For each entry that follows, write out an identical copy.

[Stored data entries]
--- START ---
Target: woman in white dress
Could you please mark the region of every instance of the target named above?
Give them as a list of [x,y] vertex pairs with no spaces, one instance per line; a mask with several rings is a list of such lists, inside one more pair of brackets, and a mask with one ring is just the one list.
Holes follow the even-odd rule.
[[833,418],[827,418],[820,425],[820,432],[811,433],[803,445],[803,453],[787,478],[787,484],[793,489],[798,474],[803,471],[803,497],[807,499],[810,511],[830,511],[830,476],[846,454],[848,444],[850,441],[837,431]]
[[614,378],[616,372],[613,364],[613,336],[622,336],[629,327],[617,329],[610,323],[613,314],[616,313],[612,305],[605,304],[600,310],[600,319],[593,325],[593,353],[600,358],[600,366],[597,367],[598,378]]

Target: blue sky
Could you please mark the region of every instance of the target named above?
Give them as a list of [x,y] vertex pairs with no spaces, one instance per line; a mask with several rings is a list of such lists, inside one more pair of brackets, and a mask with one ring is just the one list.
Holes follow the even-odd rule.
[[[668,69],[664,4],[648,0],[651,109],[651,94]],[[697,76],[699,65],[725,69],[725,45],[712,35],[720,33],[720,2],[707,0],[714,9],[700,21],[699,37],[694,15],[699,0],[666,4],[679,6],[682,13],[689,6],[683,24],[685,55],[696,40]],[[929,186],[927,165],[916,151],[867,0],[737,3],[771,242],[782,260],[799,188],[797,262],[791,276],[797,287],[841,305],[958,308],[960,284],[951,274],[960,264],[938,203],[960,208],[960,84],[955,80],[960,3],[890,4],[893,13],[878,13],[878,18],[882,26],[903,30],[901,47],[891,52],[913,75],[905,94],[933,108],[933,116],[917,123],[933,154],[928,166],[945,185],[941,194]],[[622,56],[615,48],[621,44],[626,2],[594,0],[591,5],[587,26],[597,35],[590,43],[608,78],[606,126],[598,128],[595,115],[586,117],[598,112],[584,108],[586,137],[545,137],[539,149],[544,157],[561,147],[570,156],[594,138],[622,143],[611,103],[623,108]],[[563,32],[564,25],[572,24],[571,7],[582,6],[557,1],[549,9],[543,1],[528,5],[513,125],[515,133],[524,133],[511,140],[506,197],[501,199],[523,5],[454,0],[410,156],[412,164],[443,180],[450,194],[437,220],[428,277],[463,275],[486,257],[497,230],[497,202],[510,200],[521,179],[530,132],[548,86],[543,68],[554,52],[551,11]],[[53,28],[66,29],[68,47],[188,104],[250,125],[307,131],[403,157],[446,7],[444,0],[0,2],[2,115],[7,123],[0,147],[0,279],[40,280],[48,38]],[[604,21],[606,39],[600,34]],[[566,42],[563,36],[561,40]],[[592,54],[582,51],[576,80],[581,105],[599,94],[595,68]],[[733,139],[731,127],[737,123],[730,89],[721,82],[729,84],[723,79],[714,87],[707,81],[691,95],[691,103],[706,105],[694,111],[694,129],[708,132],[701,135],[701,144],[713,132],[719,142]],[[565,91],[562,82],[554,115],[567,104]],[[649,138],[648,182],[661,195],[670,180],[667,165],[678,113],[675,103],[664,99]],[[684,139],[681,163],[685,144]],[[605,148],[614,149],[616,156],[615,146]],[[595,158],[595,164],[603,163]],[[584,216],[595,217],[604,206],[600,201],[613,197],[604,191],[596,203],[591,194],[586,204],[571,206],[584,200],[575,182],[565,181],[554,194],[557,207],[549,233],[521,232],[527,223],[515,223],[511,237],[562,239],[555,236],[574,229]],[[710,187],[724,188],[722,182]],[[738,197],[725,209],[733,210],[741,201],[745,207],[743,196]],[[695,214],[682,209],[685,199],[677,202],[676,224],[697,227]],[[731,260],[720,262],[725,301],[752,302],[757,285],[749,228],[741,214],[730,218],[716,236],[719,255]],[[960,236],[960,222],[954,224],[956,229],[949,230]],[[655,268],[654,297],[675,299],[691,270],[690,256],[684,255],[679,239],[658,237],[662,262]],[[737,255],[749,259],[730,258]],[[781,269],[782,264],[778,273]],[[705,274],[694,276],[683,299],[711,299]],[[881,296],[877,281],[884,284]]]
--- END ---
▶ _SOLVED EXERCISE_:
Target: woman in white dress
Could you please mark the region of every instance of the target named above?
Give them as a list of [x,y] vertex pairs with no spaces, one instance per line; a mask with several rings is a list of such lists, inside one more pair of brackets, and a mask with one ring is just the one list.
Holes follow the even-odd rule.
[[833,418],[827,418],[820,425],[820,432],[811,433],[803,445],[803,453],[787,478],[787,484],[793,489],[798,474],[803,471],[803,497],[807,499],[810,511],[830,511],[830,476],[846,454],[848,444],[850,441],[837,431]]
[[614,378],[616,372],[613,364],[613,336],[622,336],[629,327],[617,329],[610,323],[613,314],[616,313],[612,305],[605,304],[600,310],[600,319],[593,325],[593,353],[600,358],[600,366],[597,367],[598,378]]

Target: blue sky
Could you please mark the region of every instance of the target named above?
Give them as a list of [x,y] vertex pairs with no spaces, one instance per line; a mask with several rings is a list of such lists, inside one more pair of brackets, and a mask with one ring is just the one list.
Holes follow the even-odd rule.
[[[668,69],[664,4],[648,0],[651,109],[651,94]],[[697,76],[699,65],[725,69],[725,45],[712,35],[720,33],[720,2],[707,0],[714,9],[700,21],[699,37],[694,15],[699,0],[666,4],[679,6],[682,13],[689,6],[683,24],[685,55],[696,40]],[[929,186],[927,165],[916,151],[867,0],[737,3],[771,242],[782,260],[799,188],[797,262],[791,276],[797,287],[841,305],[958,308],[960,284],[951,274],[960,264],[938,203],[960,208],[960,84],[955,80],[960,3],[890,4],[893,13],[878,13],[878,18],[882,26],[903,30],[901,47],[891,52],[913,75],[905,94],[933,108],[933,116],[917,123],[933,154],[928,166],[945,185],[941,194]],[[622,56],[615,48],[621,44],[626,2],[594,0],[591,5],[587,26],[597,35],[590,43],[608,78],[606,126],[598,128],[595,115],[586,117],[598,112],[584,108],[586,137],[545,137],[539,149],[544,157],[561,147],[570,156],[594,138],[622,143],[611,103],[623,108]],[[563,32],[564,25],[572,24],[571,7],[582,6],[557,1],[549,9],[543,1],[528,5],[513,125],[515,133],[524,133],[511,140],[506,197],[501,199],[523,5],[454,0],[410,156],[412,164],[443,180],[450,194],[437,220],[428,277],[463,275],[486,257],[497,230],[497,202],[510,200],[521,179],[530,132],[548,86],[543,68],[554,52],[551,11]],[[53,28],[66,29],[68,47],[188,104],[250,125],[307,131],[403,157],[446,7],[444,0],[0,2],[2,115],[7,123],[0,147],[0,279],[40,280],[48,38]],[[604,21],[606,39],[600,34]],[[566,42],[563,36],[561,40]],[[592,54],[582,51],[576,80],[581,105],[599,94],[595,68]],[[733,139],[731,127],[737,123],[730,89],[721,82],[729,84],[723,79],[714,87],[707,81],[691,95],[691,103],[706,105],[694,111],[694,129],[708,132],[701,135],[701,144],[713,132],[719,142]],[[565,91],[562,82],[554,115],[567,104]],[[649,138],[648,182],[661,195],[670,180],[667,165],[678,113],[675,103],[664,99]],[[684,139],[681,163],[685,144]],[[605,148],[614,149],[616,156],[615,146]],[[595,158],[595,164],[603,163]],[[584,216],[595,217],[604,206],[600,201],[613,197],[604,191],[596,203],[591,194],[586,204],[571,206],[584,200],[575,182],[565,181],[554,194],[557,207],[549,233],[521,232],[527,223],[515,223],[511,237],[562,239],[555,236],[574,229]],[[710,187],[724,188],[722,182]],[[738,197],[725,209],[733,210],[741,201],[745,207],[743,196]],[[695,214],[682,209],[685,199],[677,202],[676,224],[697,227]],[[731,260],[720,262],[725,301],[752,302],[757,285],[749,228],[741,214],[730,218],[716,236],[719,255]],[[960,236],[960,222],[954,224],[956,229],[949,230]],[[655,268],[654,297],[675,299],[691,270],[690,256],[684,255],[679,239],[658,237],[662,262]],[[737,255],[749,259],[730,258]],[[781,269],[782,264],[778,273]],[[705,274],[694,276],[683,299],[711,299]],[[881,296],[877,281],[884,284]]]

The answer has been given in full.